- _Assignment_: Provide the number of lines below containing the word "dark", without any other words.

- _Data to examine_:
********

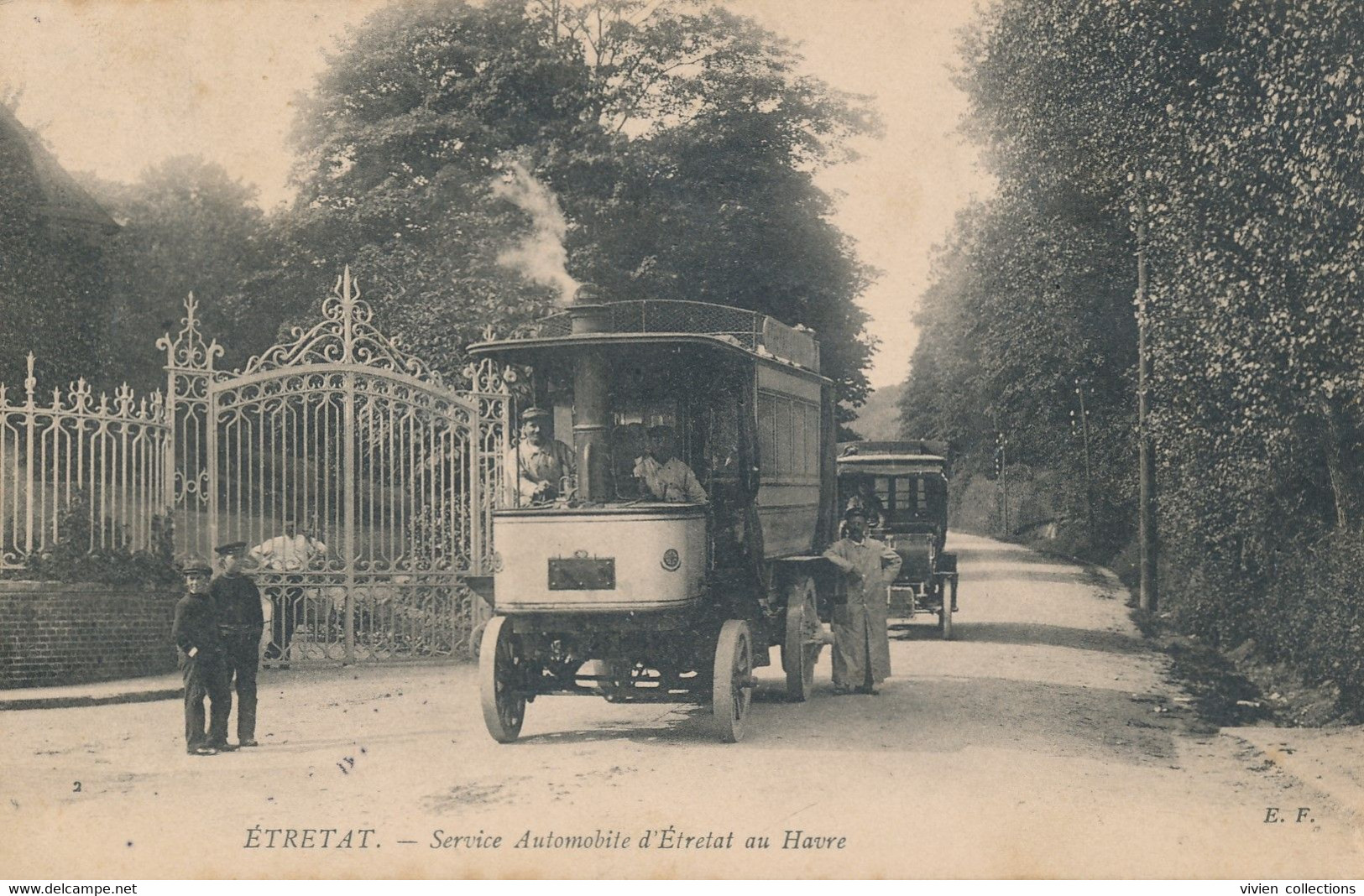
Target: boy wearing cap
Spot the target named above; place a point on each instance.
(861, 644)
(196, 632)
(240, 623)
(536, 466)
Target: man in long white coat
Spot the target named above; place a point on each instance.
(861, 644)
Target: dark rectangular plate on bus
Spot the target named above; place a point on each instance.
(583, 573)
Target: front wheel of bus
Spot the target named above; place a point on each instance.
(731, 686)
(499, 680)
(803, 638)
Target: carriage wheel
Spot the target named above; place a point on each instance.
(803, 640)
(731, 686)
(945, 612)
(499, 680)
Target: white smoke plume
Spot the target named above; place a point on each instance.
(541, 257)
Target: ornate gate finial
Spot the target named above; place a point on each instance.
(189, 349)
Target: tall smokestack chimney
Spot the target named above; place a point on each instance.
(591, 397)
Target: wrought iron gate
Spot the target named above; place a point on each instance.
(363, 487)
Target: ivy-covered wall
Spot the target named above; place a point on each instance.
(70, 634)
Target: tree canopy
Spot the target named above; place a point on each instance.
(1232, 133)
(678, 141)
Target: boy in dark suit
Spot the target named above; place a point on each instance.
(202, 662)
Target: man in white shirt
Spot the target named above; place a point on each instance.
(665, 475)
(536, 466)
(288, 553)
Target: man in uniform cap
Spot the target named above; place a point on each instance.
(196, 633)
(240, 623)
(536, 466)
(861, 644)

********

- _Result for this task_: 2